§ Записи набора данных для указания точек
■ ■ ■ ■ ■ ■ ■

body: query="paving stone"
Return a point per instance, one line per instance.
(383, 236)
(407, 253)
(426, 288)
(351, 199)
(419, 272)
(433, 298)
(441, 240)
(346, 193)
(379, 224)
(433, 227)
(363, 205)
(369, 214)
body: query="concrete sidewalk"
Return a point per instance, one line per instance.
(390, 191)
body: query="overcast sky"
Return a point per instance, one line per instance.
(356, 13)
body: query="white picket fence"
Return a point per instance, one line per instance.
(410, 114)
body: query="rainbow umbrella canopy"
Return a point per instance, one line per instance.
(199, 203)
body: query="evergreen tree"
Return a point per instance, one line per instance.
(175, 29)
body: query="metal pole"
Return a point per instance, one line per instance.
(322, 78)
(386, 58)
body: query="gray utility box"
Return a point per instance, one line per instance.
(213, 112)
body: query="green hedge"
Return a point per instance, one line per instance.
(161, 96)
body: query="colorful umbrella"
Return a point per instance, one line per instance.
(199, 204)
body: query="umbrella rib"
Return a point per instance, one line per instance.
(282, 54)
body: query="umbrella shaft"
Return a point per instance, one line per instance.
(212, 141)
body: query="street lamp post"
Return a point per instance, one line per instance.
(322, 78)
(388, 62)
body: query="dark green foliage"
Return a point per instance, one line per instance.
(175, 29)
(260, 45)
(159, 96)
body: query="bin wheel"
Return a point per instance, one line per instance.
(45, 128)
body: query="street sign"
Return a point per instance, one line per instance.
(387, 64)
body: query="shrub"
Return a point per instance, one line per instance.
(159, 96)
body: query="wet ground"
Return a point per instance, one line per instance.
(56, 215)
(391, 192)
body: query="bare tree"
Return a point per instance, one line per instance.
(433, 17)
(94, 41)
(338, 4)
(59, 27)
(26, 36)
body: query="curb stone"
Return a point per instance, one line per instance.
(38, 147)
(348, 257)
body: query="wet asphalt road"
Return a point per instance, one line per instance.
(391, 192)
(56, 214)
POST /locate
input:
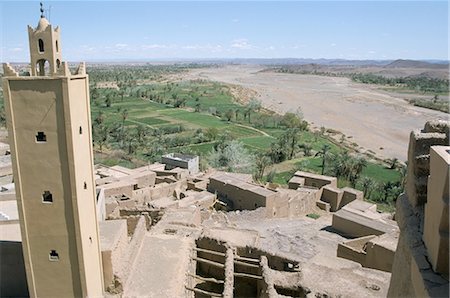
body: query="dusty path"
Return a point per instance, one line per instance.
(375, 120)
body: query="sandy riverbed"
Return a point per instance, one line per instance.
(375, 120)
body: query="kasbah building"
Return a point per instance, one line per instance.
(70, 228)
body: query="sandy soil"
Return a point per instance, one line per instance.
(375, 120)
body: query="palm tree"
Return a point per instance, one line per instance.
(323, 153)
(124, 117)
(368, 184)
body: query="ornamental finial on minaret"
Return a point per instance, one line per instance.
(42, 10)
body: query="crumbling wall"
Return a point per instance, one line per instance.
(333, 196)
(412, 273)
(349, 195)
(240, 195)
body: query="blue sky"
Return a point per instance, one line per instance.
(152, 30)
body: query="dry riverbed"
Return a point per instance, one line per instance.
(376, 120)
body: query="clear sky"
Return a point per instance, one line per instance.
(149, 30)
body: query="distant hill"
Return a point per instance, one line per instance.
(416, 64)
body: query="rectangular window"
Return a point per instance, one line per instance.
(41, 137)
(47, 197)
(53, 255)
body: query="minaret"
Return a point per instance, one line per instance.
(49, 126)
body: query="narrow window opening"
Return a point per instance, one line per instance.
(41, 137)
(47, 197)
(41, 45)
(43, 67)
(53, 255)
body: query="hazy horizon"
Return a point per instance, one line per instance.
(211, 30)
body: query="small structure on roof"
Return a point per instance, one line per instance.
(184, 161)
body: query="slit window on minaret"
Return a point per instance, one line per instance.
(53, 255)
(41, 137)
(47, 197)
(41, 45)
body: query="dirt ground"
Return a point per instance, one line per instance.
(376, 120)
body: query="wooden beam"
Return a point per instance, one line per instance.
(238, 274)
(247, 259)
(246, 264)
(210, 279)
(213, 252)
(212, 294)
(209, 262)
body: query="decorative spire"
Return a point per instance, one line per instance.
(42, 10)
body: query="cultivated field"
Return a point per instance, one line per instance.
(378, 121)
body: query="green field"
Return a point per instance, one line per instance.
(179, 117)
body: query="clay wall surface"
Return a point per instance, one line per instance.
(114, 243)
(189, 162)
(333, 196)
(412, 273)
(436, 232)
(354, 249)
(122, 187)
(295, 182)
(13, 280)
(380, 256)
(143, 179)
(242, 195)
(349, 195)
(358, 225)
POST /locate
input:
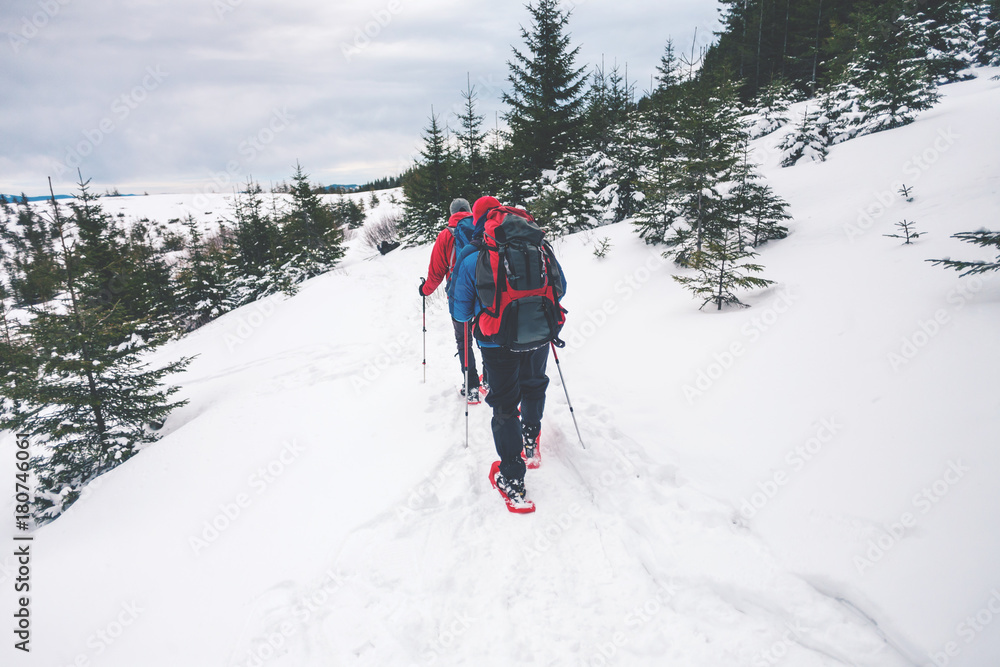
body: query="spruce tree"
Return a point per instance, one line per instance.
(985, 19)
(546, 95)
(201, 280)
(30, 265)
(565, 201)
(427, 188)
(753, 208)
(472, 176)
(687, 205)
(722, 269)
(87, 398)
(888, 67)
(257, 265)
(311, 235)
(772, 108)
(808, 140)
(984, 239)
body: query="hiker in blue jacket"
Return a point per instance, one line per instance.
(516, 379)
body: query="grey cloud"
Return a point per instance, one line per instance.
(358, 78)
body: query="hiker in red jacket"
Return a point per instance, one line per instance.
(447, 247)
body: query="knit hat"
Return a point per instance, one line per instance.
(460, 205)
(482, 205)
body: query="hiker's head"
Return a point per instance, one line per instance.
(460, 205)
(482, 205)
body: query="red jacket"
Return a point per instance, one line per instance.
(443, 254)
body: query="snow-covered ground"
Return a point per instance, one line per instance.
(811, 481)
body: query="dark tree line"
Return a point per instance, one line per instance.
(95, 296)
(580, 150)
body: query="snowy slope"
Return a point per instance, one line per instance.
(314, 504)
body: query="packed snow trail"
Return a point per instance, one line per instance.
(314, 504)
(621, 564)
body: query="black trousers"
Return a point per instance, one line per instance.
(515, 379)
(460, 328)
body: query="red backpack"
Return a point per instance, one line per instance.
(519, 284)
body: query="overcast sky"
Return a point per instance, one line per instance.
(185, 95)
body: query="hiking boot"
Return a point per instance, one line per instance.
(474, 396)
(531, 455)
(512, 488)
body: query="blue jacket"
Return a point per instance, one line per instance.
(464, 302)
(463, 237)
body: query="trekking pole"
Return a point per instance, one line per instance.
(563, 380)
(465, 371)
(424, 300)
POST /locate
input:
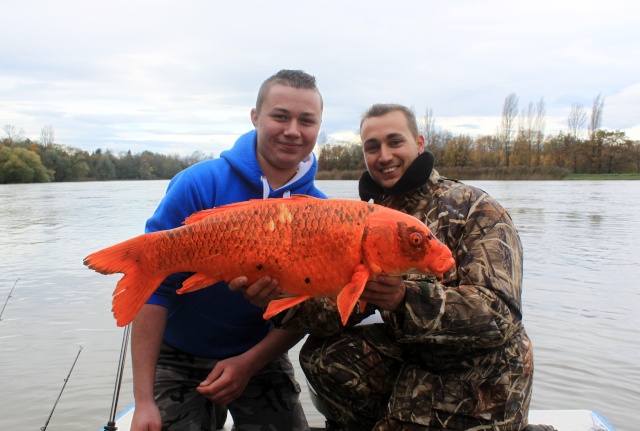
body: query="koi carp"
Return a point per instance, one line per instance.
(313, 247)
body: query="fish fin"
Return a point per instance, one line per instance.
(134, 289)
(196, 282)
(362, 305)
(349, 295)
(278, 305)
(200, 215)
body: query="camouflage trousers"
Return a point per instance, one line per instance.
(368, 382)
(270, 401)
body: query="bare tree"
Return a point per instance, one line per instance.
(429, 131)
(577, 119)
(526, 132)
(47, 136)
(539, 126)
(596, 116)
(509, 113)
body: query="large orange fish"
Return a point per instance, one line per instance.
(313, 247)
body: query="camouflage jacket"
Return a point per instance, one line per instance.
(472, 316)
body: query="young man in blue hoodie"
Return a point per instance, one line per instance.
(193, 353)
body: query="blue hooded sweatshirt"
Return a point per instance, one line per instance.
(216, 322)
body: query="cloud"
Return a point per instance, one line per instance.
(167, 76)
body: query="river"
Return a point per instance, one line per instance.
(581, 295)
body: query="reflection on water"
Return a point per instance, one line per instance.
(580, 294)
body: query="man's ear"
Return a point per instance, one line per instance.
(420, 141)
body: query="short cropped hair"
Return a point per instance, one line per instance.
(380, 109)
(289, 78)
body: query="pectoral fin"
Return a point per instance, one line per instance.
(349, 295)
(278, 305)
(196, 282)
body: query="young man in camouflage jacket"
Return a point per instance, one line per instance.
(452, 354)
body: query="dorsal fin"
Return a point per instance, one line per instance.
(196, 217)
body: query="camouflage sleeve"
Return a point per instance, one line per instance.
(478, 304)
(318, 316)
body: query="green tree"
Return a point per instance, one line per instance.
(19, 165)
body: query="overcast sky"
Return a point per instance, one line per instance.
(179, 76)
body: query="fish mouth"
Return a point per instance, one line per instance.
(388, 170)
(291, 144)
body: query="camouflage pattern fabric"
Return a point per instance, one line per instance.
(456, 357)
(270, 401)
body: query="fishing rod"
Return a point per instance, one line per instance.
(65, 384)
(5, 302)
(111, 425)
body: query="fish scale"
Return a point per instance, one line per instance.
(313, 247)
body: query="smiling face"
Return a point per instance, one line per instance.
(287, 124)
(389, 147)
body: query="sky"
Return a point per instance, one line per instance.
(175, 77)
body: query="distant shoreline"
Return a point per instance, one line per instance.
(496, 174)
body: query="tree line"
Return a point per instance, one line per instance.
(26, 161)
(519, 144)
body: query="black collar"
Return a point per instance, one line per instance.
(415, 177)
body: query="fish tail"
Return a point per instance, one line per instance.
(137, 285)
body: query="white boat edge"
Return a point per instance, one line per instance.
(562, 420)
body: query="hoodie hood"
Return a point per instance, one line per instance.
(243, 160)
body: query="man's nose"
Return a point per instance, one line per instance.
(292, 129)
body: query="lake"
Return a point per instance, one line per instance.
(581, 295)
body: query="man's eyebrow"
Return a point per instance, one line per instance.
(390, 136)
(394, 135)
(282, 110)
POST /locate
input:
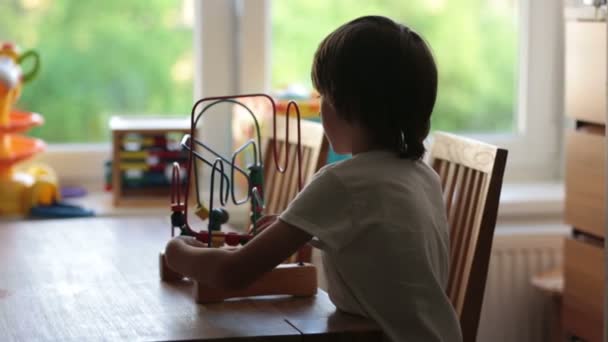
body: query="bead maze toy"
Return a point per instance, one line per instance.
(20, 190)
(297, 279)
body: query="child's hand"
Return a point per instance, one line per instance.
(190, 241)
(265, 222)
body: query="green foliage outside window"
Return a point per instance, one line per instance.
(100, 58)
(474, 43)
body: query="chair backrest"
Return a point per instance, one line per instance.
(471, 175)
(281, 188)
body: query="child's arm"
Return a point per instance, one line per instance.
(233, 269)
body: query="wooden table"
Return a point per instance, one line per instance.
(97, 279)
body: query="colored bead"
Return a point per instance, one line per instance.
(178, 219)
(203, 237)
(217, 239)
(202, 212)
(232, 239)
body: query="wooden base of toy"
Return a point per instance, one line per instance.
(286, 279)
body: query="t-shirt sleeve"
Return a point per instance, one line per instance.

■ ■ ■ ■ ■ ■ ■

§ УСЛОВИЯ ЗАДАНИЯ
Пожалуйста, подсчитайте в материале выше строки, где встречается слово «child», и укажите только их число.

§ ОТВЕТ НА ЗАДАНИЕ
2